:: Data shown ::
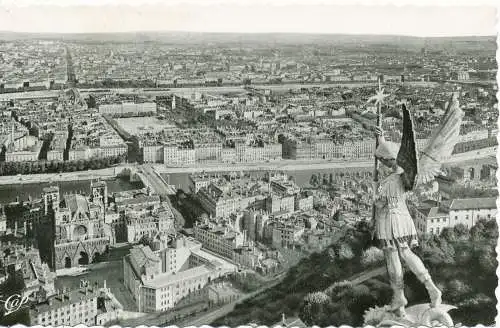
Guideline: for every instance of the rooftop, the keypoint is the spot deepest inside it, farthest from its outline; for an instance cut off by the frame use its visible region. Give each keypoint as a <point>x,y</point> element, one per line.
<point>473,203</point>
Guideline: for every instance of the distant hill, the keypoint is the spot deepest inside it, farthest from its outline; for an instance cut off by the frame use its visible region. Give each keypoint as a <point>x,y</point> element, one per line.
<point>189,38</point>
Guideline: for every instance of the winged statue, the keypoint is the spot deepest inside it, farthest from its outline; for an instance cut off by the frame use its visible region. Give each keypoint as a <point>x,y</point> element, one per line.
<point>394,229</point>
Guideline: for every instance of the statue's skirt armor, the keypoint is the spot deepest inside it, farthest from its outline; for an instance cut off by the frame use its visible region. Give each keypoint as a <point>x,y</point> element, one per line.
<point>393,224</point>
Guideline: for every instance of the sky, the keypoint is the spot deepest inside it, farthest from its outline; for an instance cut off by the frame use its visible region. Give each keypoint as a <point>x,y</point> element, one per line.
<point>431,18</point>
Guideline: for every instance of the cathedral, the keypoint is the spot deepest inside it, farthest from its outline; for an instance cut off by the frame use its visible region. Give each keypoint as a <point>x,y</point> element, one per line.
<point>80,233</point>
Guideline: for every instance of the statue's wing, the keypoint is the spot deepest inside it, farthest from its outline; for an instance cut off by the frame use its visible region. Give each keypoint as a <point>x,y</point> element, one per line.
<point>441,143</point>
<point>407,156</point>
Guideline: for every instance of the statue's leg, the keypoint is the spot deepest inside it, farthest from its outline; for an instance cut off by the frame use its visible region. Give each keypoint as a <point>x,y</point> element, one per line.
<point>395,271</point>
<point>417,267</point>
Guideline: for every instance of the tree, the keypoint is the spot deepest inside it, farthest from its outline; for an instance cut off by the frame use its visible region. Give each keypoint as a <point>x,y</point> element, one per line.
<point>456,289</point>
<point>345,252</point>
<point>371,256</point>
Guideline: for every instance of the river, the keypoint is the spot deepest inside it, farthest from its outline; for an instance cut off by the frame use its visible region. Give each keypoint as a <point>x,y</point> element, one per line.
<point>9,193</point>
<point>301,176</point>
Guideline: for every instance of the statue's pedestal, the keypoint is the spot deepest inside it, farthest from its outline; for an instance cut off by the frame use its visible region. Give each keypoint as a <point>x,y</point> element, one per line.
<point>416,315</point>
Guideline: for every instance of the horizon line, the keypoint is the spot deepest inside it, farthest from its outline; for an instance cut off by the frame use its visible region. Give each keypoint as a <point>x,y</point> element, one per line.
<point>250,33</point>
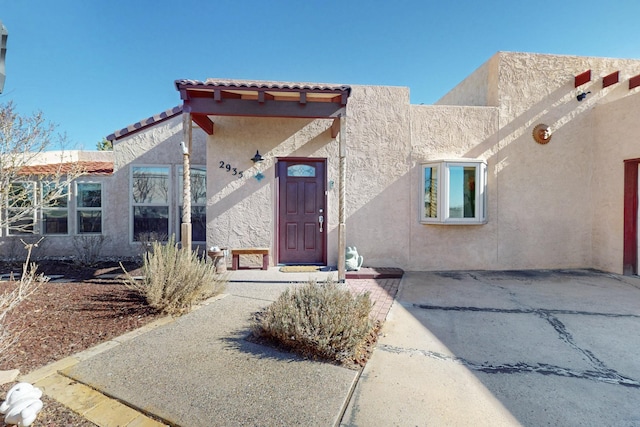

:: Set exercise ::
Pull out every line in the records above that contains the word "statue", treating uppercase and lowercase as different.

:: Exercise answer ::
Guideline: for every instance of the winged statue, the keypoint is the spot deepest inside it, farthest from its outline; for an instance cut off by the frame use its visible region. Give each keypoint as a <point>x,y</point> element, one per line.
Guideline: for every instance of the statue's skirt armor, the keypoint is the spot deepest inside it, farthest from its outline; for an instance cut off by the frame use its visible region. Give each keypoint as a <point>x,y</point> element, one per line.
Guideline: for every instance of the statue's wing, the keypoint is the spot deepest inside it, farthest from its outline; for an instance cut off by the frame use its visible region. Give each keypoint as a <point>x,y</point> element, one per line.
Guideline: for every instance of the statue's leg, the keypoint is the spot deepest inside it, farthest from its outline; for an instance cut off by the frame use its visible region. Give each keypoint as a <point>x,y</point> element, one per line.
Guideline: for every instance of the statue's pedestal, the keypoint is the spot deepest inside it, farthest from its outline; for an instance cut off by the frame use its visible region. Give each keypoint as a <point>x,y</point> element, one per line.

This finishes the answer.